» Work task
The required output is every record, written out exactly.

» Data to process

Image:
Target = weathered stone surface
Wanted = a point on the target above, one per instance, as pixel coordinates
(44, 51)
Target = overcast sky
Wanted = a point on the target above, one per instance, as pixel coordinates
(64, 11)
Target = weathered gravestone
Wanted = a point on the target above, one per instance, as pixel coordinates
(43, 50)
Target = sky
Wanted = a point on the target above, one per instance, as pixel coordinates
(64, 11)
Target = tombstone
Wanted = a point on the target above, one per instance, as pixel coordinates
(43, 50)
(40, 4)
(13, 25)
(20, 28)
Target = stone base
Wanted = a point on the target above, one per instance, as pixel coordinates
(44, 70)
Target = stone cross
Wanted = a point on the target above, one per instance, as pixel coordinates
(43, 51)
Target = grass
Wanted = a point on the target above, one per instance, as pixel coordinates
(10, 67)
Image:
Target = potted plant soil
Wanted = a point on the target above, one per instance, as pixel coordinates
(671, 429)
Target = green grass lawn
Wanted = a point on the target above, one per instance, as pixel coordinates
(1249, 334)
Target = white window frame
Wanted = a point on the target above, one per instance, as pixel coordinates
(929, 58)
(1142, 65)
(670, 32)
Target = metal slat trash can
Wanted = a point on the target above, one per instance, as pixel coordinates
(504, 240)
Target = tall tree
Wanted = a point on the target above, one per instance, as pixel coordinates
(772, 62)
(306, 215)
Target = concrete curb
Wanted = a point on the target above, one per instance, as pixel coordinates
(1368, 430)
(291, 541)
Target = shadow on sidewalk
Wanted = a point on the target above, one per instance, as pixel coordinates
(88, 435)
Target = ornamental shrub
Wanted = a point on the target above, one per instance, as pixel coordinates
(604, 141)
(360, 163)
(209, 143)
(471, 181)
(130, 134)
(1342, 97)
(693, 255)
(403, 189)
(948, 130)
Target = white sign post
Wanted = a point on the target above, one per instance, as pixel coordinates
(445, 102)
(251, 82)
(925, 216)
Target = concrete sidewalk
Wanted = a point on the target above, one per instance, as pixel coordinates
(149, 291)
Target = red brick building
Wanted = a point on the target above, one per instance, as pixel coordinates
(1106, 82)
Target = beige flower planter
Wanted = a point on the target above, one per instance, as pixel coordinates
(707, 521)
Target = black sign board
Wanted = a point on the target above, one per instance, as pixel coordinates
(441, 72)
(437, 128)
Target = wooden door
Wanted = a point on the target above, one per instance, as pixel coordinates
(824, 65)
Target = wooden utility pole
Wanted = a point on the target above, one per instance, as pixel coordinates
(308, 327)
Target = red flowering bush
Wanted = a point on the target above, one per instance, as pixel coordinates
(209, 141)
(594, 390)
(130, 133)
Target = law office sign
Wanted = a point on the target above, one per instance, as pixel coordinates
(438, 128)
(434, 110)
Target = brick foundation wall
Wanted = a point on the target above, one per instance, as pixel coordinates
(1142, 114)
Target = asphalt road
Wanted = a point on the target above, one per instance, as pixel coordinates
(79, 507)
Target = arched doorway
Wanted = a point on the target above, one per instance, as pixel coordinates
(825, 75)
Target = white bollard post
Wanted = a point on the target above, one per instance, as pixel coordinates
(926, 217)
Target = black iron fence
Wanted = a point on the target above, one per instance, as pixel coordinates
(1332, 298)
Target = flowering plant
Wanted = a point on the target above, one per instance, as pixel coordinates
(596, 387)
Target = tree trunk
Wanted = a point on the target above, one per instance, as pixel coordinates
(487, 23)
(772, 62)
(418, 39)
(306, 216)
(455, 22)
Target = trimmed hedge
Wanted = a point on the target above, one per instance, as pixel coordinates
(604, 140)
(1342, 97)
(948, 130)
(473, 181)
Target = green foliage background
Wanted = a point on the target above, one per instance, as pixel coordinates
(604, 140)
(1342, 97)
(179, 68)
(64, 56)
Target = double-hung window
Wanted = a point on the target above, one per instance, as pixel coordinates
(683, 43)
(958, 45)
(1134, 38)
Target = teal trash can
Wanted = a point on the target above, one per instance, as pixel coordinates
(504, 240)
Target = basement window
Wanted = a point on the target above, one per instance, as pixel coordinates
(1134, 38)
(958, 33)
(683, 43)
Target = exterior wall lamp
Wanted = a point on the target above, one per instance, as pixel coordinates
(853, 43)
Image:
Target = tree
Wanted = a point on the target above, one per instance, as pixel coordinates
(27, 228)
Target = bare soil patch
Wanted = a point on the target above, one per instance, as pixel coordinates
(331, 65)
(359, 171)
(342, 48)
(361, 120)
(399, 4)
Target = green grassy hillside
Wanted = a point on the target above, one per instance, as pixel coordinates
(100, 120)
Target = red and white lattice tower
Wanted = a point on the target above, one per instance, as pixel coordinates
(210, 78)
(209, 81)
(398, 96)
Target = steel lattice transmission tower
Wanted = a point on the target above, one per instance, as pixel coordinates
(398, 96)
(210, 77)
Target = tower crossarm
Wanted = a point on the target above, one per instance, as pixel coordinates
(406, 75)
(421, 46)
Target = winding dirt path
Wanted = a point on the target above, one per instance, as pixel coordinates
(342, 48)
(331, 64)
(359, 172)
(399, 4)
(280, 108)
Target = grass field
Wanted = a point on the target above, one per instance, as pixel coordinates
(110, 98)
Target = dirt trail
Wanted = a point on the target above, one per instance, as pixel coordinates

» Your response
Image:
Target = weathered stone surface
Wanted = a point on the target above, one per instance, as pixel coordinates
(44, 51)
Target = overcast sky
Wanted = a point on the target above, one per instance, as pixel coordinates
(64, 11)
Target = weathered gravestone
Wanted = a point on the target above, one per instance, as pixel coordinates
(43, 50)
Target = sky
Wanted = a point on the target above, one per instance, as pixel coordinates
(64, 11)
Target = tombstone
Wanted = a point on the target above, one per instance, as pixel coordinates
(43, 50)
(40, 4)
(13, 25)
(20, 28)
Target = stone base
Wanted = a point on the target above, one per instance, as pixel coordinates
(44, 70)
Target = stone cross
Wanted = a point on the target above, one per instance, as pixel coordinates
(43, 51)
Target = grass
Wanted = a point on the target above, one per instance, as pixel coordinates
(10, 67)
Image:
Target = potted plant soil
Wanted = a point on the target above, one per instance, as pixel coordinates
(671, 429)
Target = green grass lawn
Wanted = a point on the target above, one per instance, as pixel coordinates
(1249, 334)
Target = white window frame
Wanted = a point on the target above, one per instance, as pixel coordinates
(929, 58)
(1142, 65)
(670, 32)
Target = metal slat trash can
Wanted = a point on the target above, one per instance, as pixel coordinates
(504, 240)
Target = tall tree
Wanted = a point on the target above, one per instance, as pixel coordinates
(772, 62)
(306, 215)
Target = concrete curb
Wanted = a point on the target above, one per instance, as pixel coordinates
(1368, 430)
(291, 541)
Target = shadow on sidewalk
Wanted = a point on the target above, one per instance, as pixel coordinates
(88, 435)
Target = ornamental shrub
Wanted = a point on the target above, one per instance, as pixel coordinates
(604, 141)
(360, 163)
(209, 143)
(471, 181)
(130, 134)
(1342, 97)
(693, 255)
(403, 189)
(948, 130)
Target = white sign post
Wanted = a point on the target above, one per instance, as pixel coordinates
(445, 102)
(251, 82)
(925, 216)
Target = concrete sidewalk
Wanted = a point on the target above, one per instance, as pixel coordinates
(149, 291)
Target = red brick building
Wanted = a point on the target above, one per instance, as pixel coordinates
(1106, 82)
Target = beige flower planter
Wanted = a point on the target above, one per instance, as pixel coordinates
(707, 521)
Target = black sign board
Wanted = a point on the target above, one per instance, as pixel coordinates
(441, 72)
(437, 128)
Target = wooden door
Wanted = a point on the target above, one per instance, as pixel coordinates
(824, 65)
Target = wooden utility pole
Wanted = a point on the target above, one per instance, as pixel coordinates
(308, 327)
Target = red flowering bush
Wanted = a point on the target above, one per instance, as pixel coordinates
(209, 141)
(594, 390)
(130, 133)
Target = law office sign
Wanted = a point on the target above, one per instance, as pixel coordinates
(438, 128)
(434, 110)
Target = brick foundation wall
Wanted = a point on the target above, one per instance, as pixel coordinates
(1142, 114)
Target = asphalt road
Wanted = a point on the target above, one per instance, as pixel coordinates
(79, 507)
Target = arched doorway
Wanted = a point on the target above, one per instance, as pixel coordinates
(825, 75)
Target = white bollard post
Wanted = a point on the target above, one per instance, as pixel coordinates
(926, 217)
Target = black iron fence
Wanted = a point on the target above, one per instance, as pixel coordinates
(1332, 298)
Target = flowering plant
Wanted = a point on the target above, one per instance, as pixel coordinates
(596, 387)
Target = tree trunk
Wanted = a point on the target above, one per instance, as pixel coordinates
(487, 23)
(772, 62)
(418, 39)
(306, 216)
(455, 22)
Target = trimmed hedge
Wanted = a point on the target above, one per instance, as pixel coordinates
(604, 140)
(1342, 97)
(948, 130)
(473, 181)
Target = green foliage background
Wanted = a point on the target above, one per instance, as pixel coordinates
(604, 140)
(1342, 97)
(179, 68)
(64, 56)
Target = double-hung window
Wanted = a point on the target above, one per instance, as pixel coordinates
(683, 43)
(958, 45)
(1134, 38)
Target = teal trash can
Wanted = a point on the target above, one per instance, as pixel coordinates
(504, 240)
Target = basement window
Wanted = a point on the target above, one per instance, as pixel coordinates
(1134, 38)
(958, 33)
(683, 43)
Target = exterior wall lamp
Wanted = a point on the target above, one per instance, as pixel coordinates
(853, 43)
Image:
Target = tree
Wanted = a point on the target above, one per instance, as pixel coordinates
(27, 228)
Target = bare soil patch
Wanted = a point on the target above, one per instance, as pixel coordinates
(331, 65)
(359, 171)
(342, 48)
(361, 120)
(399, 4)
Target = green grassy hillside
Wanted = a point on the target above, one per instance, as pixel coordinates
(100, 120)
Target = red and white lattice tower
Wanted = a point on the target above, one per instance, as pixel coordinates
(210, 78)
(209, 81)
(398, 96)
Target = steel lattice transmission tower
Wanted = a point on the target above, one per instance, as pixel coordinates
(398, 96)
(210, 77)
Target = tower crossarm
Wanted = a point on the target above, one per instance, as pixel coordinates
(406, 75)
(421, 46)
Target = winding dirt path
Wanted = a point on the target above, one per instance, as pixel coordinates
(342, 48)
(331, 64)
(359, 172)
(399, 4)
(280, 108)
Target = grass field
Wanted = a point on the target above, one per instance, as pixel coordinates
(110, 98)
Target = dirt trail
Wanted = a point on the target above, one per instance, as pixel coordinates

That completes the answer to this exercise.